### Excerpt to read

They would need two bottles a day and those 14 hour days would be awfully long for them. It is possible that you could feed them in the morning and come home to dead calves that evening. They can go down quickly. If you do this, it is really important that you know about illness so you know the early signs to look for and how to treat them.

You can offer hay and grain from the beginning, but they probably won't eat enough calf starter to be weaned for at least a couple months.

Good luck

Jena


----------



## Wanda (Dec 19, 2002)

Deb
If there are dairy farms near you buying direct could be cheaper, but you would have to be ready for calves when they call you! Baby calves are sold on a per head basis. You need to leave your money at home and watch them sell a couple of times  This will tell you what the average price is in your area. Also pay close attention to what the high priced calves look like so you have some idea to go by. When youget milkreplacer make sure it is NOT soy based, this is one place you shouldn't scrimp on price!!!! When you are all set up and ready to get your calves remember to buy with your EYE'S&MIND NOT WITH YOUR HEART!! This will save you a lot of grief later.

######
### Extracted entries

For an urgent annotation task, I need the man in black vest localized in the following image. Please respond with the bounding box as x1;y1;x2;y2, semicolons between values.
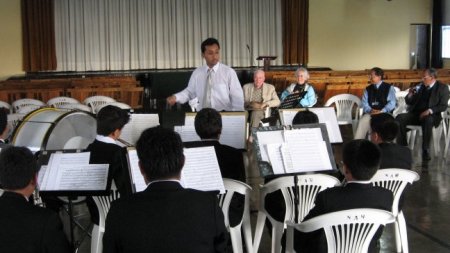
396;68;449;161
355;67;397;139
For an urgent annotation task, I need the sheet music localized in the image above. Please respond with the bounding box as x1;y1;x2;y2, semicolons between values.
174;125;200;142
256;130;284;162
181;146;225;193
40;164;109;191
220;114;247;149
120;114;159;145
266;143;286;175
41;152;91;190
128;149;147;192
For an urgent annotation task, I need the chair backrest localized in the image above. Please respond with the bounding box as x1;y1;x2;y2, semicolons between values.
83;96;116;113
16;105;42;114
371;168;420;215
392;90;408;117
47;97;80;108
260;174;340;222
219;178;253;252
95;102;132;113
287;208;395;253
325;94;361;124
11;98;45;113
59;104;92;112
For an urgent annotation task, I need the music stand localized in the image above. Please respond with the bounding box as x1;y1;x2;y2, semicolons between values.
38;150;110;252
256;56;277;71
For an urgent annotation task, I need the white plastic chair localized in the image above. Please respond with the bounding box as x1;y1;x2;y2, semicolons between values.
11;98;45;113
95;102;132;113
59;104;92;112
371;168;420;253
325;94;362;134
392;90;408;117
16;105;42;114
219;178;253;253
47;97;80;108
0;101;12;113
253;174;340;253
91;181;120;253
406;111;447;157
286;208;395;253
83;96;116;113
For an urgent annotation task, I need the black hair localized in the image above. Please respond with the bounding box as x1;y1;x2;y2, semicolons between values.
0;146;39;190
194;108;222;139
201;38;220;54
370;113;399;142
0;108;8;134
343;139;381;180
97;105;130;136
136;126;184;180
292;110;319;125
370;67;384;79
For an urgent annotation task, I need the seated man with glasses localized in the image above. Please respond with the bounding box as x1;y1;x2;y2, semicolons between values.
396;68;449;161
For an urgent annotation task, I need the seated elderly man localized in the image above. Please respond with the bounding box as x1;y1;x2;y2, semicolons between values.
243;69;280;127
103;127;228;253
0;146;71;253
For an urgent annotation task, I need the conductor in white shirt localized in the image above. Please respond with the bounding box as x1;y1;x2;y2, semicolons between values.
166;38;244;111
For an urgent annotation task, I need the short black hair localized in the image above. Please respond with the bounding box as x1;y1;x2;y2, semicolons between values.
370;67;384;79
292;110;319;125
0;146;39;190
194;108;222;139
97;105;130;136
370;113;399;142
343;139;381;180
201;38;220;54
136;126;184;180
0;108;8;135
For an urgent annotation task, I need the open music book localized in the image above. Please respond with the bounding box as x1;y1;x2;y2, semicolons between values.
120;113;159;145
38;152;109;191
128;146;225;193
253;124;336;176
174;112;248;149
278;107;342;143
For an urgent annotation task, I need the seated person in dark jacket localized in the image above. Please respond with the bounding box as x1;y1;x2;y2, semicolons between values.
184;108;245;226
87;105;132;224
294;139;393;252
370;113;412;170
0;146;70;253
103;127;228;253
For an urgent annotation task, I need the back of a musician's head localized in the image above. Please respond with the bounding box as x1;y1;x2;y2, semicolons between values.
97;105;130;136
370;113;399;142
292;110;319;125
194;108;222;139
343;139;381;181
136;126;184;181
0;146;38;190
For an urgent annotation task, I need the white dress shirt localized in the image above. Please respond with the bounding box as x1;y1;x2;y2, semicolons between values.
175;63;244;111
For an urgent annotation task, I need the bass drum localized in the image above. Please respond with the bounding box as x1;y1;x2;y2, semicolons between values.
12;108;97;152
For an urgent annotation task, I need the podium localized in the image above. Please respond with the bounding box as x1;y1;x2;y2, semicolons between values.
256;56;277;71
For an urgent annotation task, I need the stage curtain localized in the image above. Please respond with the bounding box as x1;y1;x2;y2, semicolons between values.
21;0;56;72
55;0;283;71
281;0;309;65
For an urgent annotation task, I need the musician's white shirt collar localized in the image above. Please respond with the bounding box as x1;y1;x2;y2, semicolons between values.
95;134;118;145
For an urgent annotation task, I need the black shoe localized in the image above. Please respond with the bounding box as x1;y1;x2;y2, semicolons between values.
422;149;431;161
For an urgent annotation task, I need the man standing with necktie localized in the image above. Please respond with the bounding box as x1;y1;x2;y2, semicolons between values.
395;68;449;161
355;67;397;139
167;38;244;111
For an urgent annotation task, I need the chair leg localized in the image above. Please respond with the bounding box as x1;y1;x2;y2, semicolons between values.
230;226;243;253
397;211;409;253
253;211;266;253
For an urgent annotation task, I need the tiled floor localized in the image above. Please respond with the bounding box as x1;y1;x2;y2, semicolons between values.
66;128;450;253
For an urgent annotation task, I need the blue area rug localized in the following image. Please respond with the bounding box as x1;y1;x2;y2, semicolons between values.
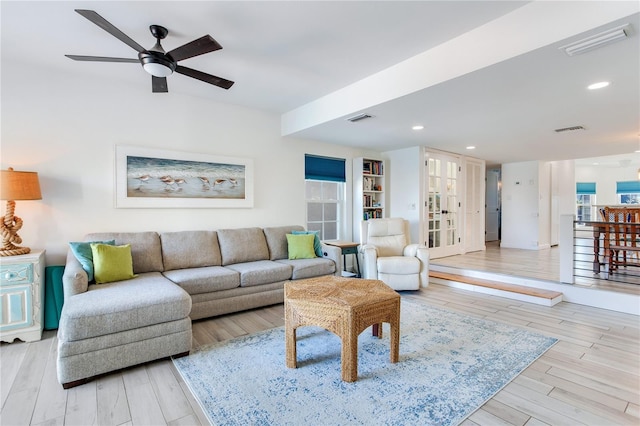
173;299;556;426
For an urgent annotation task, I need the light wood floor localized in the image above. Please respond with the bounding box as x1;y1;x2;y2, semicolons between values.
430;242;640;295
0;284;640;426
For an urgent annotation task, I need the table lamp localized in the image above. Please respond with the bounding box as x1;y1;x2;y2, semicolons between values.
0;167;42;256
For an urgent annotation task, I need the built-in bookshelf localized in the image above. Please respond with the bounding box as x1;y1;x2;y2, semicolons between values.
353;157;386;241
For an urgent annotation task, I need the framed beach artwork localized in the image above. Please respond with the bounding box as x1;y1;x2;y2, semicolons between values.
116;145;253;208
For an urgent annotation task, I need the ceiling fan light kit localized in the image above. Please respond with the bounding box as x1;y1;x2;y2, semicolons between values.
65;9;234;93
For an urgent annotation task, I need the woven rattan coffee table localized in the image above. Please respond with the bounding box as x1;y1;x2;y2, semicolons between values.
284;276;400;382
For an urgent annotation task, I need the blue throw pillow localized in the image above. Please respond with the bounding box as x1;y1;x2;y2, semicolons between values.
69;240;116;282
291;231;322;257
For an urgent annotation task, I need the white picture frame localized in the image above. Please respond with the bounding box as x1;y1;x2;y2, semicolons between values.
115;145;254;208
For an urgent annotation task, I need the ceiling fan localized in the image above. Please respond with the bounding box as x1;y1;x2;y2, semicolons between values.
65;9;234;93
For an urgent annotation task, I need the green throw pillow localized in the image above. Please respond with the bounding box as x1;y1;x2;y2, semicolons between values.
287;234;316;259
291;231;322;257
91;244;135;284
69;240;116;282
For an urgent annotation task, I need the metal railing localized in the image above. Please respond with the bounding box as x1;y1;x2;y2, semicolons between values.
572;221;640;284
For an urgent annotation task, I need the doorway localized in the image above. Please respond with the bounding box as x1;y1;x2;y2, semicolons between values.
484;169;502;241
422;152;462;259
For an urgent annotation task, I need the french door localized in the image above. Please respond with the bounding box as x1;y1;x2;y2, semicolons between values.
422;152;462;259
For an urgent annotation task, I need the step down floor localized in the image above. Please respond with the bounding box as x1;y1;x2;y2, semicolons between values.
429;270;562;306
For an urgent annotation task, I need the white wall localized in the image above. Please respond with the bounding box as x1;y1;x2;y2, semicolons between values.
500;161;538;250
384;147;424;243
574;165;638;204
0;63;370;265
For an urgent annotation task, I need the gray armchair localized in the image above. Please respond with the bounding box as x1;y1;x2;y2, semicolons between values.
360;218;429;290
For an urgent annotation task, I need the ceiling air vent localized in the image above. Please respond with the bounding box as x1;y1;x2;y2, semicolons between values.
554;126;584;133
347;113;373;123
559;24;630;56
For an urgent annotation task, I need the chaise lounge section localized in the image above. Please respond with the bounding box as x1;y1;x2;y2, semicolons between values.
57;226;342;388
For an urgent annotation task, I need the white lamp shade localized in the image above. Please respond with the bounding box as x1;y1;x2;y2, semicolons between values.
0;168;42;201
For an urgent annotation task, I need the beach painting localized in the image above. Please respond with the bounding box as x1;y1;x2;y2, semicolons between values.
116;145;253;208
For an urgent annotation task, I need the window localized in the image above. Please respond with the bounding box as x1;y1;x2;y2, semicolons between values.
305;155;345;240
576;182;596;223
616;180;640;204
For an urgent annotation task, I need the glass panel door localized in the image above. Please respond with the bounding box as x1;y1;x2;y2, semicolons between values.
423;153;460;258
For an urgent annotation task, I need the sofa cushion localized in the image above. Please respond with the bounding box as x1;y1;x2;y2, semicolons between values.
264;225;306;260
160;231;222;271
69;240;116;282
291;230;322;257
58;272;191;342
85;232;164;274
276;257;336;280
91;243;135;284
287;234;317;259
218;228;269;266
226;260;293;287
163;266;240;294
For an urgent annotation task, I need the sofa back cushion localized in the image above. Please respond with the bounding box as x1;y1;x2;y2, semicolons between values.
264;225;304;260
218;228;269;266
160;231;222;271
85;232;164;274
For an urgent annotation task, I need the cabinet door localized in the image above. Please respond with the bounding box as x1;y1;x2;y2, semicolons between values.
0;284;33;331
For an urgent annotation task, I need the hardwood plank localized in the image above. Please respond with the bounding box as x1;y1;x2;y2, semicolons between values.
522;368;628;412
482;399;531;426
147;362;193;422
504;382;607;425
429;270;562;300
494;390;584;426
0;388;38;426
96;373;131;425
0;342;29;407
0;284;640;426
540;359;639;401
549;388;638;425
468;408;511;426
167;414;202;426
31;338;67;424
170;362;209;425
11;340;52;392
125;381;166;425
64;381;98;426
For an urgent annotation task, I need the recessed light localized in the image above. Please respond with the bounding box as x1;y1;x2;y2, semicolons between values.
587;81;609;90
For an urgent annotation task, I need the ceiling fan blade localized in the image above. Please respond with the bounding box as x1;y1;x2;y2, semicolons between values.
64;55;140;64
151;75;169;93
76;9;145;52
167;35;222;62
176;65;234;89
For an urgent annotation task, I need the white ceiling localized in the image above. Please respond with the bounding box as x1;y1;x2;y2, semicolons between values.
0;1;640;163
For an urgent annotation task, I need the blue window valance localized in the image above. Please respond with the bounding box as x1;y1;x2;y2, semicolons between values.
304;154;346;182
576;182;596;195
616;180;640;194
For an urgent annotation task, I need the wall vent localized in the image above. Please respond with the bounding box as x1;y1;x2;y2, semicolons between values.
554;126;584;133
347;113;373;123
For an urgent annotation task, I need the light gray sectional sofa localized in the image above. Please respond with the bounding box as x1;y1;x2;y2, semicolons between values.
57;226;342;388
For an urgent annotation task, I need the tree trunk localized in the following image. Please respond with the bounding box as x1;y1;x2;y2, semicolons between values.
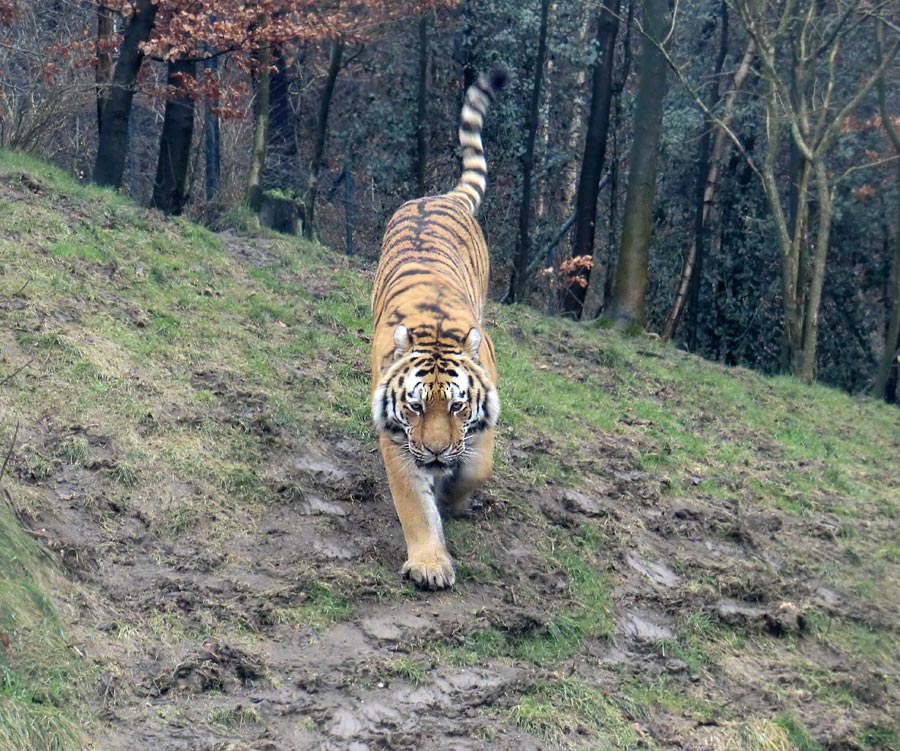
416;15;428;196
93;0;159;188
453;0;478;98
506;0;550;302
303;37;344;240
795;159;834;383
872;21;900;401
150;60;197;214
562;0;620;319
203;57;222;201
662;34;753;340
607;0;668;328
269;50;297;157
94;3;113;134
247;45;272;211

######

● Task requirements:
[a] In the forum thread on raising calves, what kind of milk replacer does Wanda warn against buying?
[b] Continue the forum thread on raising calves, picking up right after its last sentence.

● Answers to the exercise:
[a] Soy-based milk replacer.

[b]
Mr. Wanda
Mike


----------



## lilsassafrass (May 13, 2002)

DebF

Your right , dont !!  , much better off if you can find off the farm bottle bulls 
all teh calves in one pen are not nessarily from the same farm , different sale barns pen them differenttly , at our local barn , all teh beef type 3 day calves go in one or two pens depending on how many and are sold by the hundred weight , each ,through the sale, the dairy calves are seperated out according to breed and grouped together in small pens , and dont even go through the sale , but are sold "neath the stairs " in otherwords prenside as a pen of calves and mostly to as vealers , if you didnt know the ruitine you would not know when they sell .. so check in the office for time of sale of dairy calves 
First , you dont know if the calves have recieved colostrum .. sometimes not 
on teh bigger dairys around here if its sale day tehy load atruck with calves born in the last few days and off they go , sometimes the navels arent even dry yet ..so have some extra colostrum to feed them first off.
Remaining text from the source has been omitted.